REQUIRED ACTION:
From first line to last, retype the data exactly.

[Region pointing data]
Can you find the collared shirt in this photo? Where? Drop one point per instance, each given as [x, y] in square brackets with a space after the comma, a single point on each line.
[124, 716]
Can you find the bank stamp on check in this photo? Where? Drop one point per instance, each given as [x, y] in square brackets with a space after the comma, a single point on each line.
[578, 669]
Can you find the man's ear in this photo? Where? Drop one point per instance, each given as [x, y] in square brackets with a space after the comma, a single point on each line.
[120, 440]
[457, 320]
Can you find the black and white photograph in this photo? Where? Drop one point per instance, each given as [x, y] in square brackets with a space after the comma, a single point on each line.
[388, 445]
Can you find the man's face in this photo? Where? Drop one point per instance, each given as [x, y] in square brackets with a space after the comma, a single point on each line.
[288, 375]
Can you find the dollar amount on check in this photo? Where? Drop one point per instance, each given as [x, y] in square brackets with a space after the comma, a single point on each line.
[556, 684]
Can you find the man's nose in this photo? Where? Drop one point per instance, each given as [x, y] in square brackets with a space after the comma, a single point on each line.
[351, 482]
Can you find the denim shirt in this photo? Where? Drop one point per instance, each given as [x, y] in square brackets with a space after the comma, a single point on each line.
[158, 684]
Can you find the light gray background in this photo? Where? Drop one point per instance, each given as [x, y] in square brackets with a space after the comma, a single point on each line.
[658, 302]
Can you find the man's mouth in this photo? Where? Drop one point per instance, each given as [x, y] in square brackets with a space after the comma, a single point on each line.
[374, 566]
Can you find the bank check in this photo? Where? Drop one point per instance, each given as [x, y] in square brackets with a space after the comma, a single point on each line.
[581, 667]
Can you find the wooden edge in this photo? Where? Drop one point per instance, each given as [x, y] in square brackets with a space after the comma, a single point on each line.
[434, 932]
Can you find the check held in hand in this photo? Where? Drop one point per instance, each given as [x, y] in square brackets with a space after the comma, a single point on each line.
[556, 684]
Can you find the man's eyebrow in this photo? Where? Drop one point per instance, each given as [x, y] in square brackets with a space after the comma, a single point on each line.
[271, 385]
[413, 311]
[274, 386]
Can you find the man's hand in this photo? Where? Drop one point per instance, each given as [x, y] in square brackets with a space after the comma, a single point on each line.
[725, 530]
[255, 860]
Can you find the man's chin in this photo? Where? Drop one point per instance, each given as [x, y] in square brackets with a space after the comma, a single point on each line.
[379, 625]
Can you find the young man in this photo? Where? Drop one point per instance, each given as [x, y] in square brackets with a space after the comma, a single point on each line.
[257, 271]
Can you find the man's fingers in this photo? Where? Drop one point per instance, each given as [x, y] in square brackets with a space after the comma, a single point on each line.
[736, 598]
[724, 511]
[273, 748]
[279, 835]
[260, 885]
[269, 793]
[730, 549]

REPLY TO THE TASK:
Can you find the collared shirt in this photo? Where? Drop one point per instance, each given as [x, y] in square brackets with a space after the comma, a single point on each line.
[124, 716]
Can you find the bank stamp on check in this photo? Where? Drop one point per instance, each given as [x, y] in square brackets with a space after the comma, a single point on each line.
[578, 669]
Can you find the man's ear in this photo? Where? Drop one point per instance, each given as [x, y] in square brackets with a space after the comma, a single point on each line.
[120, 440]
[457, 320]
Can you find the black and white photograph in this photo? Where? Drop one point per instance, each given as [x, y] in square brackets with a space after the comma, a single point on each line.
[388, 445]
Can you find the man's face in this photo? Where? Drop one point per instance, each given as [x, y] in square brackets with a space after the comma, a single point on each line.
[288, 375]
Can you find the dollar amount on check in this photo? Where? Drop one point per instance, each given as [x, y] in square brackets with a space after the comma, a single point on each line.
[556, 684]
Can you find the man's nose in this photo? Where? Drop one point per instance, each given as [x, y] in square brackets with a space after the comma, a single point on each line.
[351, 482]
Can you find the denim shirt in this photo? Where? Drop one point per instance, each given as [x, y] in square brackets with a space after the comma, a single point on each line.
[158, 684]
Can you find the light gray background in this photo? Where? Drop one point per instance, each given as [x, y] in square brackets with a space after the comma, a single point on each line.
[658, 302]
Can you find the man's mouth in this photo? Where? Drop one point per instance, each given as [x, y] in square brackets with a space after the comma, a single point on each line.
[374, 566]
Can you find the bank check in this photo? Where? Drop one point per instance, each given as [x, y] in square brackets with a space after the comma, a single point on each line.
[581, 667]
Can you find the wooden edge in this photo? Where? Drop one point per instance, each given as [x, y] in square brackets with a space after the comma, a single point on each line.
[434, 932]
Can you find the check held in hand in this photo? Where? Drop one point per instance, each given as [x, y] in square brackets with a space after the comma, a single point on each line.
[556, 684]
Can you find the man's eyebrow in this photo? Where? Drop one point per instance, each given as [x, y] in square brackets with a space after the comma, a single point on each line.
[271, 385]
[413, 311]
[274, 386]
Can you find the man's hand in this photo? Where? Drop one point per instance, each given as [x, y] in square brackets with a space after the comma, a single point on each line.
[725, 530]
[255, 860]
Can you find the man's chin in this photo? Where? Drop one point per instance, each given as [x, y] in square brackets with a space after the comma, a single point on each line.
[379, 625]
Can you find the young man in this photo? Where? Drop one point per instance, each given as [x, y] in square brackets with a space after the comma, a single point on each line.
[257, 271]
Can you find the man's fingers in this photo? Where? Drop one point per instance, each given as [x, y] in square brackets with a space after the comma, a single point on each line.
[736, 598]
[724, 511]
[273, 748]
[279, 835]
[260, 885]
[269, 793]
[730, 549]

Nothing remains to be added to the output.